[Pointing entries for named objects]
• • • • • • •

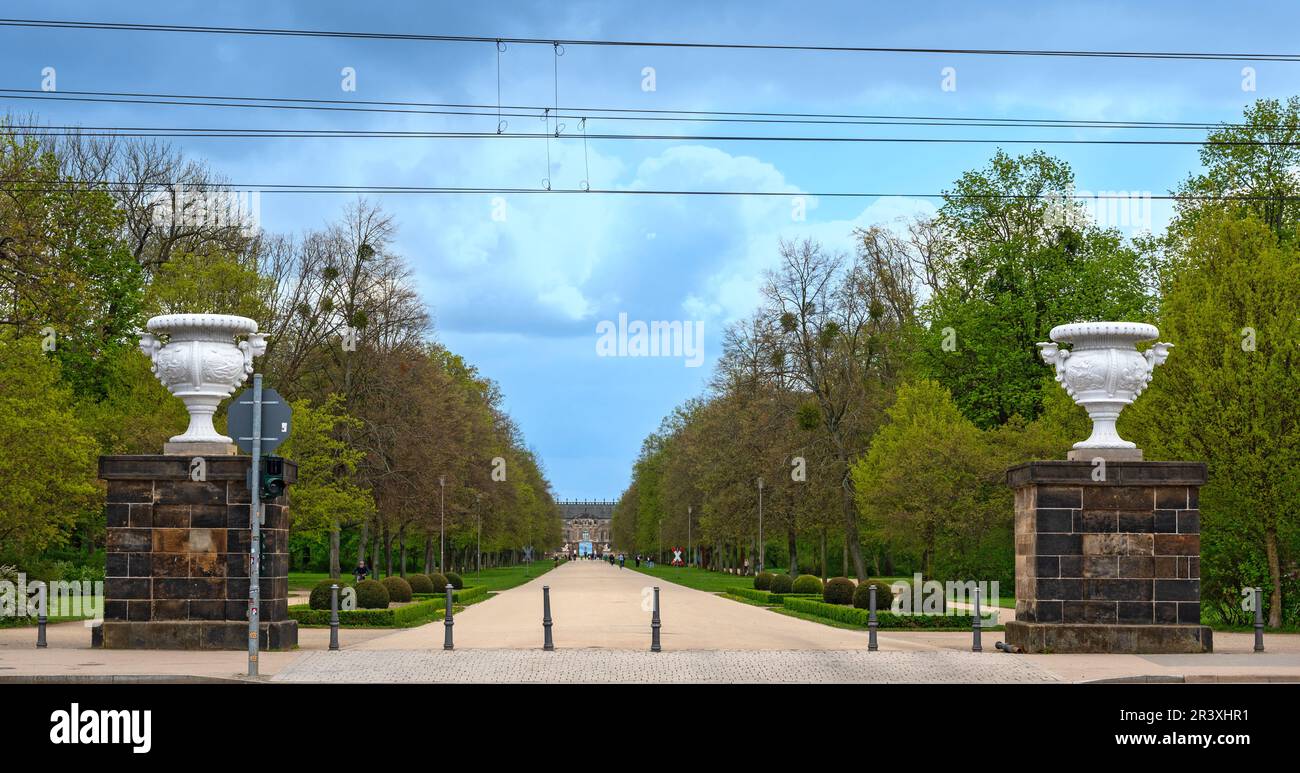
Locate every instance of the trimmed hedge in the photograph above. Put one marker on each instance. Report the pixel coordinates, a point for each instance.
(766, 596)
(420, 583)
(407, 616)
(321, 594)
(839, 590)
(423, 611)
(399, 590)
(862, 595)
(854, 616)
(371, 594)
(475, 593)
(807, 583)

• • • • • • •

DIRECTION —
Write out the data above again with "trimmed hedge" swapped for "clipped shrub" and everything else unchanged. Leave the pictures out of your answer.

SOLUTION TO THIS EXERCISE —
Locate every instance of the clipped shrub in the photograph above. Put one marker on each instance. Report the pixel coordinates, a point for each instance.
(766, 596)
(420, 583)
(407, 616)
(321, 594)
(839, 590)
(423, 611)
(399, 590)
(862, 595)
(854, 616)
(371, 594)
(475, 593)
(807, 583)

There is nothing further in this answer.